PROBLEM TO WORK ON = Determine how many lines in the entries below contain the string "woman", matching case exactly. Reply with the number alone.

——

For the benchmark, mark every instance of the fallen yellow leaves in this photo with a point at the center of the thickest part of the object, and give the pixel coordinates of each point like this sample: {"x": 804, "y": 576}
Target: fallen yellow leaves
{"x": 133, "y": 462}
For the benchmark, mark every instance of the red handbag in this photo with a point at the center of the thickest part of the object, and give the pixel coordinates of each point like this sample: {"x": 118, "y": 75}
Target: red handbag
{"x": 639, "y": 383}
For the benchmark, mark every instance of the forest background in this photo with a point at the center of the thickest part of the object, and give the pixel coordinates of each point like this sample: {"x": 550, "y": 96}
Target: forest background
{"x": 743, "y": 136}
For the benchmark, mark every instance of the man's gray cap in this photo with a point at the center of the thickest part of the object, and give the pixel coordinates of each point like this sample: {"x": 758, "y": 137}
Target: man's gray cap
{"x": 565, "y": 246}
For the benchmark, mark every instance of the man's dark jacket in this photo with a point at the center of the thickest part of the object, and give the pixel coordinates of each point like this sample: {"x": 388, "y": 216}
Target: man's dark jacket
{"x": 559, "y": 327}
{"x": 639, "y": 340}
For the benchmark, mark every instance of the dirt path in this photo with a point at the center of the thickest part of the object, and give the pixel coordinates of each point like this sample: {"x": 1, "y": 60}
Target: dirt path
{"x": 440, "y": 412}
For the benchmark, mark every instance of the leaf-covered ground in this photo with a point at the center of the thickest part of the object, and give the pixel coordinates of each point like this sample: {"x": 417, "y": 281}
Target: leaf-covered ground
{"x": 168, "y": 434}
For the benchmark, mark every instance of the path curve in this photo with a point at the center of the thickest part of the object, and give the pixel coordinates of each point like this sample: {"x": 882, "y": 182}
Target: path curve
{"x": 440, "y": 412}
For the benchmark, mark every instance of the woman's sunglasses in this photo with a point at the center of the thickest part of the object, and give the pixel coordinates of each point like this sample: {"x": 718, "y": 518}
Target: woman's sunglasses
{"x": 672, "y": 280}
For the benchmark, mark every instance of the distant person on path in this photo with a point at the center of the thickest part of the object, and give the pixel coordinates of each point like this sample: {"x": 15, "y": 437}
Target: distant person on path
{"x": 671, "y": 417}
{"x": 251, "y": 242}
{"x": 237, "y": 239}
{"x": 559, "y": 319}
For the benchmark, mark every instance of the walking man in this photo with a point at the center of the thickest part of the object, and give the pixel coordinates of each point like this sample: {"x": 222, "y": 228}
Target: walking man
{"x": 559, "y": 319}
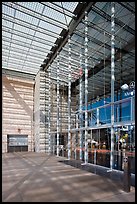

——

FINISHED EXERCISE = 2